Dataset entries:
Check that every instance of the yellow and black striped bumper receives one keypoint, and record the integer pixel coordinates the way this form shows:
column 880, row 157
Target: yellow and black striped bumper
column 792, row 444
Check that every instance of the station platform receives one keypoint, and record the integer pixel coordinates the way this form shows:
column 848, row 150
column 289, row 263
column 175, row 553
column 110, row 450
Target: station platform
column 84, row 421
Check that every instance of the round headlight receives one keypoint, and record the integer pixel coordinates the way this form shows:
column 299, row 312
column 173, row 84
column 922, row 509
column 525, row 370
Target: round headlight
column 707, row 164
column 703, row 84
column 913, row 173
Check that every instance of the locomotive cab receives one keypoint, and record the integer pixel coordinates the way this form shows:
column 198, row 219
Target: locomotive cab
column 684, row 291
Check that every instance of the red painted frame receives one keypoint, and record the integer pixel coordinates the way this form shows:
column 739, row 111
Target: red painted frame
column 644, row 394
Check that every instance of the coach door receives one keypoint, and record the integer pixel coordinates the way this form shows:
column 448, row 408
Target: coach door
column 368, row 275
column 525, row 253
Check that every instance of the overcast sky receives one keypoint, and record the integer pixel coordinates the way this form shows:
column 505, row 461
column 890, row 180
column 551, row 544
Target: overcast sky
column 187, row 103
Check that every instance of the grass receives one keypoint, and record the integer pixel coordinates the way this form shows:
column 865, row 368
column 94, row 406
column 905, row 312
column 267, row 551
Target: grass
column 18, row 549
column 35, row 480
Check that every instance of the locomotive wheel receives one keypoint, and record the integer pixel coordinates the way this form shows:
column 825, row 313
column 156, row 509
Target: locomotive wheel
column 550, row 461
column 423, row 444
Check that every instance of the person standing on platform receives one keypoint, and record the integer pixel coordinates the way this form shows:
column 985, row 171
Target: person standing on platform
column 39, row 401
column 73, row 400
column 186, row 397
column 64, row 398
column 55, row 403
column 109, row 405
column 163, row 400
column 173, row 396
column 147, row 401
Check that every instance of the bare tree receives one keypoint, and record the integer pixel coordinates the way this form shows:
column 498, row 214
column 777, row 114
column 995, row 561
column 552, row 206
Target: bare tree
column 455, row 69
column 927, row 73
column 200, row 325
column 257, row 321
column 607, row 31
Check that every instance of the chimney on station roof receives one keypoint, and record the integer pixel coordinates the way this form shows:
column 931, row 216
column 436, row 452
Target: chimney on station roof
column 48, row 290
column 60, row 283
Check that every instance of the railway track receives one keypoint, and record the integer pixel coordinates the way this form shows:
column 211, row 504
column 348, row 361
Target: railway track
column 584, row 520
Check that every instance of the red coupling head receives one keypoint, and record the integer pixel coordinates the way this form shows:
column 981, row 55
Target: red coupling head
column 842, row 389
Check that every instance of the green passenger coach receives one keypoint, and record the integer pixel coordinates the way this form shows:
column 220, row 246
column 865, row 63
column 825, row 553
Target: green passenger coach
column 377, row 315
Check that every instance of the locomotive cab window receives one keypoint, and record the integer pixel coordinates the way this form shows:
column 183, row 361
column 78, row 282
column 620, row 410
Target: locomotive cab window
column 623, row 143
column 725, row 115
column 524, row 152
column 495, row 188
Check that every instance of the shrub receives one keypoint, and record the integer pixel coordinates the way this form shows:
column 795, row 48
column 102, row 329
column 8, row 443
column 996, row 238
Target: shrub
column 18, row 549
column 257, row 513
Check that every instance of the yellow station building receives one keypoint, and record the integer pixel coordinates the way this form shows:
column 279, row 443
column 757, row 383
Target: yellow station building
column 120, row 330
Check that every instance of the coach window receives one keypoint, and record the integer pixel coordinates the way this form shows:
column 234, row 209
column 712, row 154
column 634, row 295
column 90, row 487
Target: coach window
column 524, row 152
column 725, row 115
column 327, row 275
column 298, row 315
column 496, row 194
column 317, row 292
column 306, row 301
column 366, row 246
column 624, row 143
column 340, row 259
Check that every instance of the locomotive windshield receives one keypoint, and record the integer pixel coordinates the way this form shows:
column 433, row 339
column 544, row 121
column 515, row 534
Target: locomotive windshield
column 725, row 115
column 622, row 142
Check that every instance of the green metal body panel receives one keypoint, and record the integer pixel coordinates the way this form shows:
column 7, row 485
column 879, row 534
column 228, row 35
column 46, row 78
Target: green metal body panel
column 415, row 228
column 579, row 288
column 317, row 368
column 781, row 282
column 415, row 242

WHAT THE TASK ASKS: Write down, word for word, the lines above from the one containing "column 234, row 209" through the one containing "column 90, row 487", both ends included.

ANSWER:
column 234, row 209
column 712, row 154
column 634, row 295
column 90, row 487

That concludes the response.